_Work order_: Reproduce every entry exactly as shown.
[Extracted material Boundary: Start]
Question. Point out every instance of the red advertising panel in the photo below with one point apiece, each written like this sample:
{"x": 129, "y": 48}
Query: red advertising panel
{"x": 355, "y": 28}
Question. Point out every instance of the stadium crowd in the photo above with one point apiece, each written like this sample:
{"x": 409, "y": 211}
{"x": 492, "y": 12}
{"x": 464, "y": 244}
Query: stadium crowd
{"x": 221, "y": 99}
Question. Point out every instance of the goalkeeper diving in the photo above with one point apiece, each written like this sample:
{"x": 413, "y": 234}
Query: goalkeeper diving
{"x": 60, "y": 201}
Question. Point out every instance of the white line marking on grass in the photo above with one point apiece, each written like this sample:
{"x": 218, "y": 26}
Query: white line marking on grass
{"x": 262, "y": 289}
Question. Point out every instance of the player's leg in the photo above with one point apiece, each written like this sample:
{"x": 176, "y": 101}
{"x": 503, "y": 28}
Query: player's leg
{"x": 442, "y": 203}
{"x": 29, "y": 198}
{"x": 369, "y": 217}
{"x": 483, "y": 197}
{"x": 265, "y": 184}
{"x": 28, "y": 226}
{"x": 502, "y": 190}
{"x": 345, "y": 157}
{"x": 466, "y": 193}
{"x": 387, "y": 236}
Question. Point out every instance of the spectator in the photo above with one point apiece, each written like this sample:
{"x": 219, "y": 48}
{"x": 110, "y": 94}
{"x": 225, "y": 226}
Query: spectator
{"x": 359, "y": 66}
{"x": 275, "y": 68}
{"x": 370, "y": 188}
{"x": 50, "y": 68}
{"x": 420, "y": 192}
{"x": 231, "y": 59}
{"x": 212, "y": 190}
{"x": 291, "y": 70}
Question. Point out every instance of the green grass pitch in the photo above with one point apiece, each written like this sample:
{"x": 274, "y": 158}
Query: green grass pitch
[Extracted material Boundary: End]
_Final answer_:
Question. Point out every instance of the red advertising panel in the photo below with one point apiece, each written like this sample:
{"x": 129, "y": 48}
Query: red advertising panel
{"x": 355, "y": 28}
Question. Point out every instance of the stadium crowd in the photo above with one point apiece, each written like this sample:
{"x": 409, "y": 211}
{"x": 492, "y": 12}
{"x": 464, "y": 244}
Query: stadium crowd
{"x": 221, "y": 99}
Question. Point out every instance of the goalkeeper diving in the photo above with one point apiece, each written like this sample:
{"x": 413, "y": 234}
Query: goalkeeper diving
{"x": 60, "y": 201}
Question. Point out every instance of the white line marking on grass in the photo above with one point apiece, each written like this sample:
{"x": 218, "y": 26}
Query: white line marking on grass
{"x": 262, "y": 289}
Question. Point out every instance of the player's leg in the photo above with one point apiece, each written like this sample:
{"x": 176, "y": 101}
{"x": 503, "y": 28}
Query: player's leg
{"x": 442, "y": 203}
{"x": 29, "y": 198}
{"x": 369, "y": 217}
{"x": 483, "y": 197}
{"x": 265, "y": 184}
{"x": 28, "y": 226}
{"x": 502, "y": 190}
{"x": 345, "y": 157}
{"x": 466, "y": 193}
{"x": 387, "y": 236}
Question. Point out every instance of the spectator in the photo above with one point apiece, each written like this sample:
{"x": 219, "y": 48}
{"x": 110, "y": 94}
{"x": 225, "y": 226}
Query: spectator
{"x": 359, "y": 66}
{"x": 275, "y": 68}
{"x": 370, "y": 188}
{"x": 50, "y": 68}
{"x": 420, "y": 192}
{"x": 231, "y": 59}
{"x": 212, "y": 190}
{"x": 291, "y": 70}
Question. Point out every instance of the green grass pitch in the photo above with one point apiece, each written like this sample:
{"x": 274, "y": 158}
Query: green grass pitch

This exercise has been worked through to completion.